**WHAT TO WORK ON**
Reproduce verbatim the lines of the data from the line containing "Mark the region of each instance of the blue" through the line containing "POLYGON ((381 24, 400", both included, and output nothing else.

Start of RECORDS SUPPLIED

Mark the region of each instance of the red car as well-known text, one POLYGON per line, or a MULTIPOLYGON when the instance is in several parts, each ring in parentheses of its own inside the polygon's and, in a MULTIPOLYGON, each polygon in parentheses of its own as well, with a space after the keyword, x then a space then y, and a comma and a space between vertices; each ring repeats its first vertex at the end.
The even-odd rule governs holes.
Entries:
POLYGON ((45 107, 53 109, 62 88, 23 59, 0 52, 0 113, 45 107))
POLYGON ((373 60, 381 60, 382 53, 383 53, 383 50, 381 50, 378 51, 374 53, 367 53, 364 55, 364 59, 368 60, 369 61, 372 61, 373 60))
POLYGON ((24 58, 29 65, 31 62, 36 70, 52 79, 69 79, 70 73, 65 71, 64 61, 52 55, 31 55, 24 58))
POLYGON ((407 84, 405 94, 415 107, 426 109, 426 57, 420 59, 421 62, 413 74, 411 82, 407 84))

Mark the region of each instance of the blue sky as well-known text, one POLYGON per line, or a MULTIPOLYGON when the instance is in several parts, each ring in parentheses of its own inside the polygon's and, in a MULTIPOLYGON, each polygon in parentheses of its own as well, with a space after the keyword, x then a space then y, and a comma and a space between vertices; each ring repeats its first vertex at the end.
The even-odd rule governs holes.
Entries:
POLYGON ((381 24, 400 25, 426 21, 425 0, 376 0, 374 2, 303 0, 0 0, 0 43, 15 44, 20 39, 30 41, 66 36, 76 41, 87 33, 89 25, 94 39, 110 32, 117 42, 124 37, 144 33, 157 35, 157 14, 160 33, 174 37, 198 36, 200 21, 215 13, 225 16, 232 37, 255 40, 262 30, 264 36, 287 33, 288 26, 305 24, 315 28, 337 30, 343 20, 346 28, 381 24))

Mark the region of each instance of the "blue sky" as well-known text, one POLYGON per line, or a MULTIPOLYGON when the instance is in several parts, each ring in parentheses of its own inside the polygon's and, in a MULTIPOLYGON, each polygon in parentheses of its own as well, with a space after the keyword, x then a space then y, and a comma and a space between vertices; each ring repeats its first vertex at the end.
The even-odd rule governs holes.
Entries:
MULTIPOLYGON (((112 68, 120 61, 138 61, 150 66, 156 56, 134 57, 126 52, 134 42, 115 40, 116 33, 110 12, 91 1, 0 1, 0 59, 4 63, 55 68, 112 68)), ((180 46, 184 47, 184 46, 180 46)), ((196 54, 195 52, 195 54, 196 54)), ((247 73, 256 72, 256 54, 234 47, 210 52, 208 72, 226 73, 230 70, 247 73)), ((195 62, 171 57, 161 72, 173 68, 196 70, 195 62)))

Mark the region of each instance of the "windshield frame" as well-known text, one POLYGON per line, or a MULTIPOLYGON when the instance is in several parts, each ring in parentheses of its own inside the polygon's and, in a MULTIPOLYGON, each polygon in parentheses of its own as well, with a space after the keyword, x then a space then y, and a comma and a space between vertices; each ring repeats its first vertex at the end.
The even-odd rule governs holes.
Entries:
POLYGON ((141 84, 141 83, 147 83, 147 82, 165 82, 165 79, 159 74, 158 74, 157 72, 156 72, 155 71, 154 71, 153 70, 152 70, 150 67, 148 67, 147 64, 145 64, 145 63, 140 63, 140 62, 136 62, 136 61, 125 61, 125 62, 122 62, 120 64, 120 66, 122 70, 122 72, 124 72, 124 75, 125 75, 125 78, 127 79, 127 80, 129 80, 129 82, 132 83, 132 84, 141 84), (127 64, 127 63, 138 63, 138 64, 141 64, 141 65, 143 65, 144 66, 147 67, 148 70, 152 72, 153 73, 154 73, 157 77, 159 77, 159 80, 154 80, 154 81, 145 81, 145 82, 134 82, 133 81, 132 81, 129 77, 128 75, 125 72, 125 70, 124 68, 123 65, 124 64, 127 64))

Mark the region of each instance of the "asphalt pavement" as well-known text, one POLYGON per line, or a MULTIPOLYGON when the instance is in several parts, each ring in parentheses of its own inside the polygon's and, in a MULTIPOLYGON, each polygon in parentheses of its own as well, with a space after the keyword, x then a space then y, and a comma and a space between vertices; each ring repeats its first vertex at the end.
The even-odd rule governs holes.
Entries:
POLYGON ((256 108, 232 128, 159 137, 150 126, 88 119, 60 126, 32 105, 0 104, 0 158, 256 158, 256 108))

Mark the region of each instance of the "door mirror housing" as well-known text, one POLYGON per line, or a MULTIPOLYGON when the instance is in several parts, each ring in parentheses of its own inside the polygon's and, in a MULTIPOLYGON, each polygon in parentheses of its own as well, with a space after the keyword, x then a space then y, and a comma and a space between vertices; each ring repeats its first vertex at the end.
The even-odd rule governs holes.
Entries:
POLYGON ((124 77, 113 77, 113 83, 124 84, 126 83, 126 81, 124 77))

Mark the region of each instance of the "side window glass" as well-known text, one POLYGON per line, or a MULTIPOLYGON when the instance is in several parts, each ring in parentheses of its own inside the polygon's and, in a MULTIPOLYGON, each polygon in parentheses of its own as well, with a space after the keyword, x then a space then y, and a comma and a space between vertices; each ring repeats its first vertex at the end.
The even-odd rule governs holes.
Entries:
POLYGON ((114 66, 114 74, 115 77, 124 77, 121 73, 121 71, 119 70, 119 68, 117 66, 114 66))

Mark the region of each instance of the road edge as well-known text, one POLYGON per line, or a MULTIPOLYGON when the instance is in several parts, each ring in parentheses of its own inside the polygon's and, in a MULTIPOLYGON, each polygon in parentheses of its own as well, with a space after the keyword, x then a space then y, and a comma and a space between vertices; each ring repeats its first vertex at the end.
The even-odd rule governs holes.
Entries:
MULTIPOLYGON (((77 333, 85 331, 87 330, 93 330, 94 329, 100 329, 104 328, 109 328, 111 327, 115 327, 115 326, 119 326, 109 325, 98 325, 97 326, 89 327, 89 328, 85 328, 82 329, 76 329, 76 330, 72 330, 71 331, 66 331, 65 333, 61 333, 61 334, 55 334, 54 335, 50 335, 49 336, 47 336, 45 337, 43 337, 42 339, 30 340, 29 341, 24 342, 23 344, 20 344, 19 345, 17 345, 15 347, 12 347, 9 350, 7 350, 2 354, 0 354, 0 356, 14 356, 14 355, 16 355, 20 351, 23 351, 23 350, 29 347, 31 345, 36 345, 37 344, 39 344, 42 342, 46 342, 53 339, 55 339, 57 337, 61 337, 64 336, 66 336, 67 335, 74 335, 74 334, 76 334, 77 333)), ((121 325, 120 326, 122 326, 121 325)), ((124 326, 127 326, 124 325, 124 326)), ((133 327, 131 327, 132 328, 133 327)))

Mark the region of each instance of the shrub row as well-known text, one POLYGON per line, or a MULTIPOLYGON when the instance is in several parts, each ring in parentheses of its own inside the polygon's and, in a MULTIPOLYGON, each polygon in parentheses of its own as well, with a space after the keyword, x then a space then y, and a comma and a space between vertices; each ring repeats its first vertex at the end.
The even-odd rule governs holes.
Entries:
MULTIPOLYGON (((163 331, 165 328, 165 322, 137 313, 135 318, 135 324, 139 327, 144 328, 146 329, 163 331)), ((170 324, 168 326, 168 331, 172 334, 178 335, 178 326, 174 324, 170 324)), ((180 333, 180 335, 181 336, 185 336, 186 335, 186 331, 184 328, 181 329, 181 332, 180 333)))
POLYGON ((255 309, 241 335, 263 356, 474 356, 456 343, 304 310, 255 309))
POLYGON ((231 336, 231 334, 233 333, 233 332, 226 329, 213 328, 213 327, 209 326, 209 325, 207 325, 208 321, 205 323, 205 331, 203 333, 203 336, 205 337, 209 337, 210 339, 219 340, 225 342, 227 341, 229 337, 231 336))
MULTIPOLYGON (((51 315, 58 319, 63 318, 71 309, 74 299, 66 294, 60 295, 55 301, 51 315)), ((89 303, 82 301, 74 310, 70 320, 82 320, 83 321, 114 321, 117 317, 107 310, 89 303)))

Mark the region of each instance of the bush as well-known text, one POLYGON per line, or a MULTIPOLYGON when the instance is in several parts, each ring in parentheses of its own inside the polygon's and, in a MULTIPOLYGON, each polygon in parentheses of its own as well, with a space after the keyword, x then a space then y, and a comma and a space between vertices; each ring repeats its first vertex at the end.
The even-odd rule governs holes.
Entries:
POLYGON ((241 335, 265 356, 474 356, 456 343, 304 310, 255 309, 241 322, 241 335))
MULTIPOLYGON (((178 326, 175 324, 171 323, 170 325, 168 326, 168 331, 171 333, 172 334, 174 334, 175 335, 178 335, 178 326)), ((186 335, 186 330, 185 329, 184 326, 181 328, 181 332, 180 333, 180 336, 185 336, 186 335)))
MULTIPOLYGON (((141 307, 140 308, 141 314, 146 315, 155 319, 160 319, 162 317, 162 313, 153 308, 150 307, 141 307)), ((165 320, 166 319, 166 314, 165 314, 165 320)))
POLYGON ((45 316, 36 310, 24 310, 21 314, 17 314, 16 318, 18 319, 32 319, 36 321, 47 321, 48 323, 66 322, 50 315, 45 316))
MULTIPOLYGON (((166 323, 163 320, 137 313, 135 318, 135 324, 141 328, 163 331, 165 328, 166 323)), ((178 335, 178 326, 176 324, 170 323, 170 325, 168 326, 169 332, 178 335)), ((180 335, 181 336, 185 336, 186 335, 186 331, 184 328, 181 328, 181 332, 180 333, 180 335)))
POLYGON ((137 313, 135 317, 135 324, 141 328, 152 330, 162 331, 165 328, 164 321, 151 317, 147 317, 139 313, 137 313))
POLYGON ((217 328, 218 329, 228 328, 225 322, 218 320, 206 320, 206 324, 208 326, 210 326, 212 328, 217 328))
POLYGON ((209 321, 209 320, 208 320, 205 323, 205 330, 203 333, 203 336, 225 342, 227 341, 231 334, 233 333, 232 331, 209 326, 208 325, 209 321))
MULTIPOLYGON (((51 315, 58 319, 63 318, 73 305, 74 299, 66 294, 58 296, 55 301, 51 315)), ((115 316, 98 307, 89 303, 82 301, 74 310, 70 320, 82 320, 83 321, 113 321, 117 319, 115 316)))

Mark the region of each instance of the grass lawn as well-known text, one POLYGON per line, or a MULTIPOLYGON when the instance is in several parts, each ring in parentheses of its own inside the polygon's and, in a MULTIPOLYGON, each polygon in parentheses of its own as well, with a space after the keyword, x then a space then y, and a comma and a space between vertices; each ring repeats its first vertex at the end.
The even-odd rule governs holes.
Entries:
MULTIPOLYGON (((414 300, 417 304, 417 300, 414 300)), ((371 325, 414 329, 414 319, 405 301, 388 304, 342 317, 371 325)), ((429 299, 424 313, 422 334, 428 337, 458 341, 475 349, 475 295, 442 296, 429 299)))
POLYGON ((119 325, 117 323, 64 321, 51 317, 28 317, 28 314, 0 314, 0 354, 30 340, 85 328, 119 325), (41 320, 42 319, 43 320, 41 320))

End of RECORDS SUPPLIED

**RESULT OF THIS TASK**
Mark the region of each instance of the blue sky as well-known text, one POLYGON per line, or a MULTIPOLYGON when the instance is in several parts, each ring in parentheses of its own inside the polygon's and, in a MULTIPOLYGON, each polygon in parentheses of its own as well, with a space after the keyword, x then a space then y, and a comma and a space between vertices; each ring repeats its first vertex at the end.
The even-odd rule governs holes.
Entries:
POLYGON ((381 24, 400 25, 426 21, 425 0, 376 0, 374 2, 303 0, 0 0, 0 43, 15 44, 20 39, 30 41, 66 36, 76 41, 87 33, 89 25, 94 39, 110 32, 117 42, 124 37, 144 33, 157 35, 157 14, 160 33, 174 37, 198 36, 200 21, 215 13, 225 16, 232 37, 255 40, 262 30, 264 36, 287 33, 288 26, 305 24, 315 28, 337 30, 343 20, 346 28, 381 24))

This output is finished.